And XHDR/HDR answers?
(As I see that HEAD is excluded, then so should OVER and HDR...)

And AUTHINFO, as I have just explained in the comments here.
msg120190 - (view) Author: R. David Murray (r.david.murray) * (Python committer) Date: 2010-11-02 00:01
That's not what you opened the bug about, though, according to the title.

I discussed the headers-in-things-other-than HEAD/ARTICLE, and Antoine was of the opinion that they were "supposed" to be utf-8 and that in any case using surrogate escape was good enough in context.  (Headers could also, of course, be MIME transfer encoded, but in that case the header decode will turn them into the correct unicode, assuming they were encoded correctly).

Perhaps this design decision needs to be revisited, but if so you'll need a different example of a problem, and so I think this ticket should remain closed and you should open a new one.

● **ENTRIES PROVIDED**:
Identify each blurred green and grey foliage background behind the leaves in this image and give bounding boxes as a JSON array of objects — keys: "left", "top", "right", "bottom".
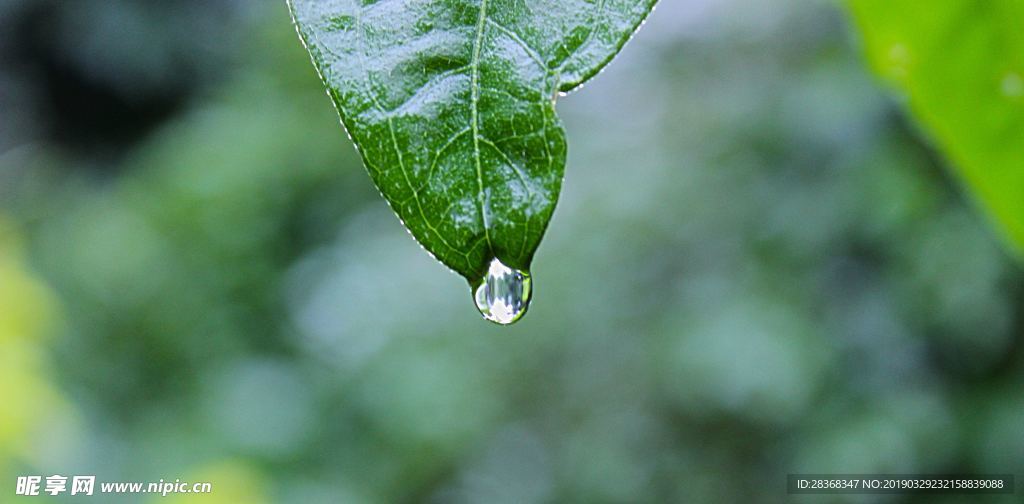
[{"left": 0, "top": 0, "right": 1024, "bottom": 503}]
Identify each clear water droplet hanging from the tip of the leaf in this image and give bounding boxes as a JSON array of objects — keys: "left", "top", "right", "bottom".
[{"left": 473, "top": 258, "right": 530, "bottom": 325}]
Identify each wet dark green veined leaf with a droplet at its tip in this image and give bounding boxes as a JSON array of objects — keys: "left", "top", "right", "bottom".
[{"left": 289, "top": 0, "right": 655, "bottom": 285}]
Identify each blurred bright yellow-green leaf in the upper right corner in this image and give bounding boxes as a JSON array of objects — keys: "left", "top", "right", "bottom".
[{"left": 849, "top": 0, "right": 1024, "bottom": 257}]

* * *

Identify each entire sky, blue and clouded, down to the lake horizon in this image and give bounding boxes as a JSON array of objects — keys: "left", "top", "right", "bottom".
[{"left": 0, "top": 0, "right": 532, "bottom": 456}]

● **WHAT NEEDS TO BE DONE**: Reproduce, word for word, the passage of the NNTP header discussion that opens with the words containing "And XHDR/HDR answers?" and closes with "were encoded correctly).".

● **ANSWER TO THIS EXERCISE**:
And XHDR/HDR answers?
(As I see that HEAD is excluded, then so should OVER and HDR...)

And AUTHINFO, as I have just explained in the comments here.
msg120190 - (view) Author: R. David Murray (r.david.murray) * (Python committer) Date: 2010-11-02 00:01
That's not what you opened the bug about, though, according to the title.

I discussed the headers-in-things-other-than HEAD/ARTICLE, and Antoine was of the opinion that they were "supposed" to be utf-8 and that in any case using surrogate escape was good enough in context.  (Headers could also, of course, be MIME transfer encoded, but in that case the header decode will turn them into the correct unicode, assuming they were encoded correctly).